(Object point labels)
## begin
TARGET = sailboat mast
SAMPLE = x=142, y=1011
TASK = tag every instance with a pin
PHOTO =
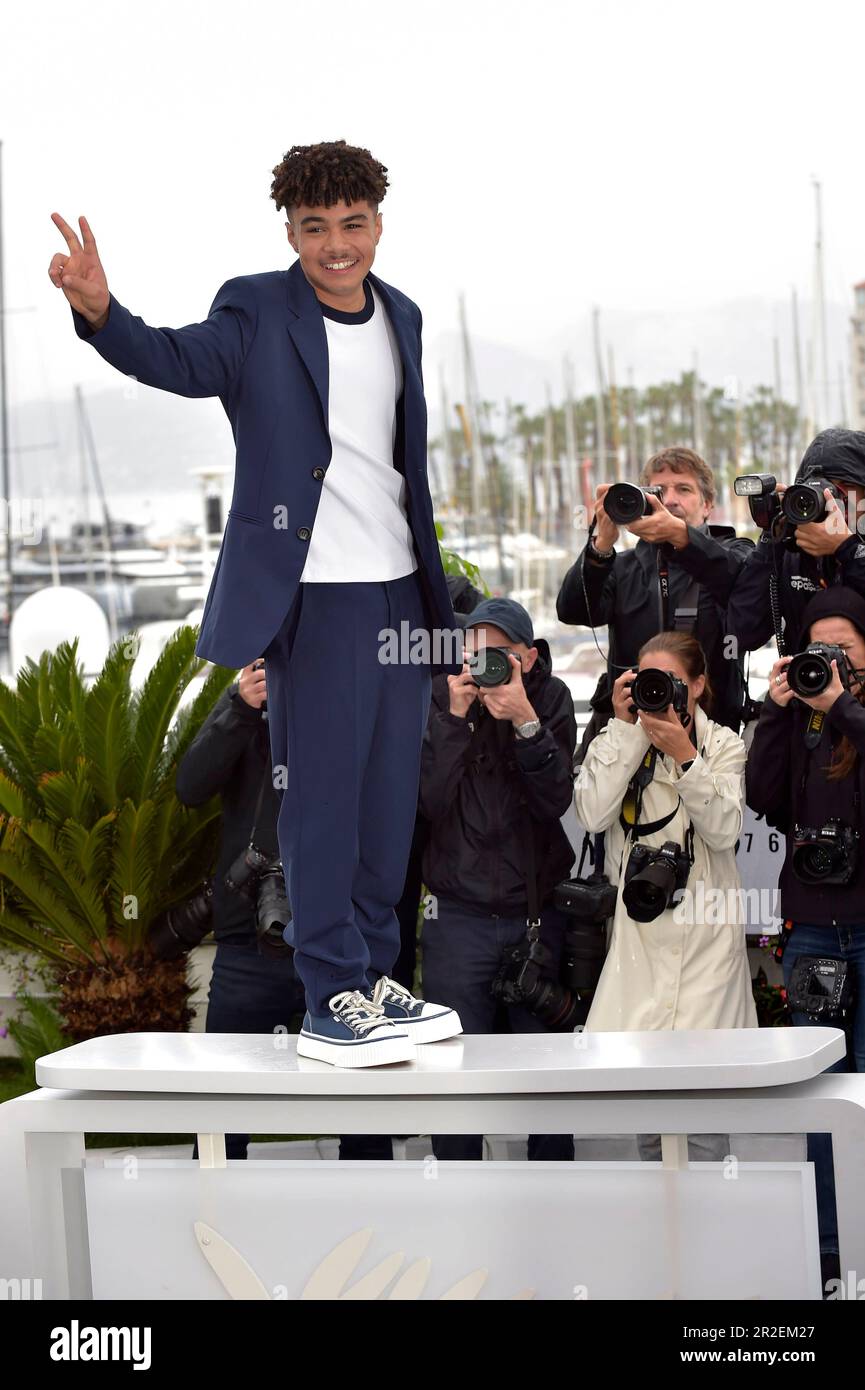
x=600, y=421
x=4, y=449
x=800, y=389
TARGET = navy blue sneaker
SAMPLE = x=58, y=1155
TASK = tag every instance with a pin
x=353, y=1032
x=423, y=1022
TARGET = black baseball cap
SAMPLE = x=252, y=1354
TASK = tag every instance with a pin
x=509, y=616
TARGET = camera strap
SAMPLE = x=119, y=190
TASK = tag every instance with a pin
x=257, y=811
x=815, y=729
x=684, y=617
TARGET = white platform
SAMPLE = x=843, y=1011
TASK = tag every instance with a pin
x=741, y=1082
x=242, y=1064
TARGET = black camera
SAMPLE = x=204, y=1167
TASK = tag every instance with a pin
x=625, y=502
x=262, y=879
x=590, y=902
x=764, y=501
x=810, y=672
x=825, y=856
x=652, y=690
x=801, y=503
x=182, y=926
x=652, y=877
x=490, y=666
x=821, y=987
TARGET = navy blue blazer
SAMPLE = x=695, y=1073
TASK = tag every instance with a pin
x=263, y=352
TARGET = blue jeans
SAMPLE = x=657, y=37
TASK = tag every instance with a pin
x=840, y=944
x=251, y=993
x=462, y=954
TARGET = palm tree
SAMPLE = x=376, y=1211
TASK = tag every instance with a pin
x=93, y=843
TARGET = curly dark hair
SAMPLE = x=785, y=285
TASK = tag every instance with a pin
x=320, y=175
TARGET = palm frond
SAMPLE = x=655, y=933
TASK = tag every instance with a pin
x=153, y=709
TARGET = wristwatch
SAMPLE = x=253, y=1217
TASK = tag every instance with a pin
x=529, y=729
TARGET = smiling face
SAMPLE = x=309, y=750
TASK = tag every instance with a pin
x=337, y=248
x=682, y=495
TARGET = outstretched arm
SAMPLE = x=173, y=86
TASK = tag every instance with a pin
x=196, y=360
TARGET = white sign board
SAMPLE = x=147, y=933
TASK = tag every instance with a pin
x=288, y=1230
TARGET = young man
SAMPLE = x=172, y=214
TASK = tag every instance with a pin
x=679, y=577
x=330, y=540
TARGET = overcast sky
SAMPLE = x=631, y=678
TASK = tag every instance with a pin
x=544, y=156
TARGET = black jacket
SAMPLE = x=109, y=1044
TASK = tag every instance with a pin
x=625, y=595
x=837, y=455
x=474, y=774
x=230, y=758
x=787, y=784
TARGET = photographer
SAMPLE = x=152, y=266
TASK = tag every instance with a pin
## end
Return the lines above, from the one containing "TARGET = blue jeans" to the end, exactly as they stand.

# Reply to the exercise:
TARGET = blue jeans
SAMPLE = x=657, y=37
TASK = tag every instance with a pin
x=840, y=944
x=251, y=993
x=462, y=954
TARGET = palm tree
SAMPLE = x=376, y=1211
TASK = tag every instance with a pin
x=93, y=843
TARGET = curly dark hair
SAMPLE = x=785, y=285
TASK = tag every instance with a pin
x=320, y=175
TARGET = palm frond
SAMPLE = x=655, y=933
TASK = tag every instance with a pin
x=153, y=709
TARGET = wristwatch
SAMPLE = x=253, y=1217
TASK = tag every instance with a pin
x=529, y=729
TARGET = smiling face
SAMPLE = x=309, y=750
TASK = tag every instance with a pin
x=337, y=248
x=682, y=495
TARGET = outstretched arm
SAMPLE = x=173, y=86
TASK = tag every instance with a pin
x=196, y=360
TARGET = white sign board
SAMPLE = x=147, y=933
TASK = tag every instance with a pin
x=288, y=1230
TARGET = young man
SAMPLE = x=172, y=214
TASK = tag every instance with a pin
x=679, y=577
x=330, y=540
TARGET = overcast sky
SAMPLE = x=631, y=678
TASK = tag every instance with a pin
x=544, y=156
TARGET = black jacket
SAMPLE = x=109, y=1044
TASK = tag every instance with a pin
x=625, y=595
x=837, y=455
x=474, y=774
x=230, y=758
x=787, y=784
TARGET = photographer
SAMPLE = x=152, y=266
TASK = tag every instance with a pin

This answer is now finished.